[[ EXCERPTED TEXT open ]]

Franz Wilhelm Johann Bunke (3 December 1857 – 6 July 1939) was a German landscape painter.

== Life ==
Born in Schwaan, he was the son of a mill builder. In 1871, he began drawing lessons with Paul Tischbein in Rostock and attended a trade school after Tischbein's death.

In 1878, he entered the Prussian Academy of Arts in Berlin but, later that same year, he moved to the Weimar Saxon-Grand Ducal Art School. From 1882 to 1884 he was a Master Student of the landscape painter Theodor Hagen and became a teacher of landscape painting himself in 1886.

Beginning in 1892, he spent the summers in his home town of Schwaan and founded an art colony there. Every year, some of his students would accompany him and engage in plein-air painting. Occasionally, his fellow artists from the Academy would join him.

Prior to 1890, his works showed heavy influence from the Dutch Masters. His later works are notable for an almost reverential approach to depicting nature in detail. Among his favorite subjects were Schwaan, the surrounding villages and scenes along the Warnow River. From 1903 to 1914, he exhibited regularly at the Glaspalast (Munich).

He died in 1939 in Weimar.

==Honors==
- 1880: Gold Medal for Fine Arts of the Karl-Alexander Foundation of Weimar.
- 1910: Appointed a Professor in 1910, by authority of Grand Duke Wilhelm Ernst.
- 1911: Grand Medal for Arts and Sciences of Friedrich Franz IV, in Schwerin.
- 1927: Made an honorary citizen of Schwaan, with a street named after him.

[[ EXCERPTED TEXT closed ]]

== WORK INSTRUCTION 1 ==
In the painter's biography, whose Master Student was Bunke from 1882 to 1884?
== WORK INSTRUCTION 2 ==
Please print the painter's biography word for word, everything from "Franz Wilhelm Johann" down to "after Tischbein's death.".

[[ GIVEN INFORMATION open ]]

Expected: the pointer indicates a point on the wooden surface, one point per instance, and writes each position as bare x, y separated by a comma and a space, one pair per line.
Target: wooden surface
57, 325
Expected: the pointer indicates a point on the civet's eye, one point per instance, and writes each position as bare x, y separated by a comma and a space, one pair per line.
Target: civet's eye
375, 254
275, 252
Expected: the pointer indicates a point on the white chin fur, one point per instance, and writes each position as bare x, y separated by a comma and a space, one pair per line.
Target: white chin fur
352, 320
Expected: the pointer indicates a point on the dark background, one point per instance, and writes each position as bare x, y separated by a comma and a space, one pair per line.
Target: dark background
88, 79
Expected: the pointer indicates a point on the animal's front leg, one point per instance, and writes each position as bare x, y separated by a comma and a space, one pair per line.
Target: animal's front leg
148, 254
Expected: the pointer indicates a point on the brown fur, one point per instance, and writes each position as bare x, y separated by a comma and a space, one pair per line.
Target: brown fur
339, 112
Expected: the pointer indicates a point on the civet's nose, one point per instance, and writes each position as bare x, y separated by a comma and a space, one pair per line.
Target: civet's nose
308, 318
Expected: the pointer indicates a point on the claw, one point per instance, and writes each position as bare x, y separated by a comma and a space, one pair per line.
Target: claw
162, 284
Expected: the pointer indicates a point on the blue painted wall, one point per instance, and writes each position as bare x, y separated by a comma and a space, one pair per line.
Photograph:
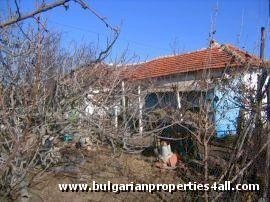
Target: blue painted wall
226, 111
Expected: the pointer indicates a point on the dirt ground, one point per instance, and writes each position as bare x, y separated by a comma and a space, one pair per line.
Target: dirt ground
101, 166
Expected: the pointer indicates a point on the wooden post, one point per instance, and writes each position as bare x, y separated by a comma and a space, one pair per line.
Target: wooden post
178, 99
116, 116
140, 110
263, 78
123, 101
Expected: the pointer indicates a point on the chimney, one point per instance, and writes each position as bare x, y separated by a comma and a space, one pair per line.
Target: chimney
213, 44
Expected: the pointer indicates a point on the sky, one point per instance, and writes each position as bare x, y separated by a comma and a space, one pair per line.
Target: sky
156, 28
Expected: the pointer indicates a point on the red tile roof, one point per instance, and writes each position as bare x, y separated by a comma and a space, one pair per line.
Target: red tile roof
219, 56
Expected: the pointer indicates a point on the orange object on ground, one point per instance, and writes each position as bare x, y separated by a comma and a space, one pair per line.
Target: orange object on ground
173, 160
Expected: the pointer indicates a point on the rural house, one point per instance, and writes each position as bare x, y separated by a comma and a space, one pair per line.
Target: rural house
183, 80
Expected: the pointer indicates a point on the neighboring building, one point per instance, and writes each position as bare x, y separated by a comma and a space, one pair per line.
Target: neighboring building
182, 80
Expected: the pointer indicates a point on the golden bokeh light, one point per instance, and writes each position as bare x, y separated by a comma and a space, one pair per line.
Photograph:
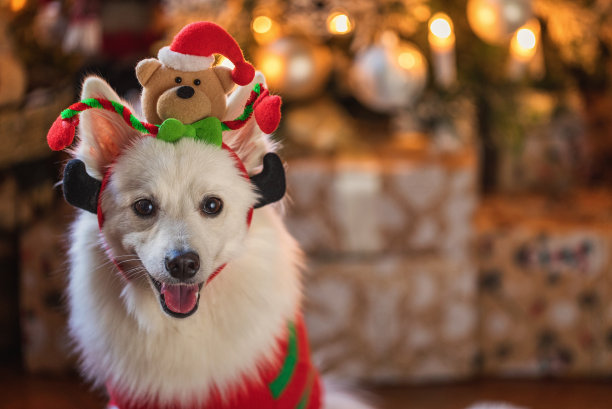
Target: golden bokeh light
339, 23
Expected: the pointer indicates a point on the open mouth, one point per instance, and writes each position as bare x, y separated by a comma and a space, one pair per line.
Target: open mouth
178, 300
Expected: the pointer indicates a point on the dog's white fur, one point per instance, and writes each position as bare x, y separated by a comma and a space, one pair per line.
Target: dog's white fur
123, 336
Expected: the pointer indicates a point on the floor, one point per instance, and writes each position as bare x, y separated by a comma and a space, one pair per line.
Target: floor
20, 391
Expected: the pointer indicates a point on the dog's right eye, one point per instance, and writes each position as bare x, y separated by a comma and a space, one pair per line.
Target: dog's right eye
144, 208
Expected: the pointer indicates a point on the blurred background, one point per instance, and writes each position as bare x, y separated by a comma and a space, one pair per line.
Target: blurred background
449, 168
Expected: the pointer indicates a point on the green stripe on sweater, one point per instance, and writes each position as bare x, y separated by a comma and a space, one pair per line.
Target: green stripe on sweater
305, 399
277, 387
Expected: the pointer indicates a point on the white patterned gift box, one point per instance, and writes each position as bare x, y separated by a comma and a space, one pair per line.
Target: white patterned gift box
545, 286
393, 318
391, 283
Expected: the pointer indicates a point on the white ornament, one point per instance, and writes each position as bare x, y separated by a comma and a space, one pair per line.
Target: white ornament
388, 78
494, 21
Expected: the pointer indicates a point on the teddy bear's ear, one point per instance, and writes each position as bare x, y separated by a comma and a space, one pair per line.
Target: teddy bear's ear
103, 134
145, 69
225, 77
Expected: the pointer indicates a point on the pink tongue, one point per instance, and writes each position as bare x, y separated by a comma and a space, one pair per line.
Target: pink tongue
180, 298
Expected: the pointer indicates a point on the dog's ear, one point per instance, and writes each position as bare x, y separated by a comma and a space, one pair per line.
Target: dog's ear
103, 134
249, 142
145, 70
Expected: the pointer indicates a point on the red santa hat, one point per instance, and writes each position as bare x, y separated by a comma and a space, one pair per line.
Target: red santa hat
193, 49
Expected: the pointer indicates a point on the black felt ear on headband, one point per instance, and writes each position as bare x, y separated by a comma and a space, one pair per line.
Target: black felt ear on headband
271, 181
80, 189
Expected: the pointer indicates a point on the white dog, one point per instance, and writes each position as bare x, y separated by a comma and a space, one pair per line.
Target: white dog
149, 321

[[ GIVEN INFORMATION closed ]]

== PROBLEM SOLUTION 1 ==
The landscape painter Theodor Hagen.

== PROBLEM SOLUTION 2 ==
Franz Wilhelm Johann Bunke (3 December 1857 – 6 July 1939) was a German landscape painter.

== Life ==
Born in Schwaan, he was the son of a mill builder. In 1871, he began drawing lessons with Paul Tischbein in Rostock and attended a trade school after Tischbein's death.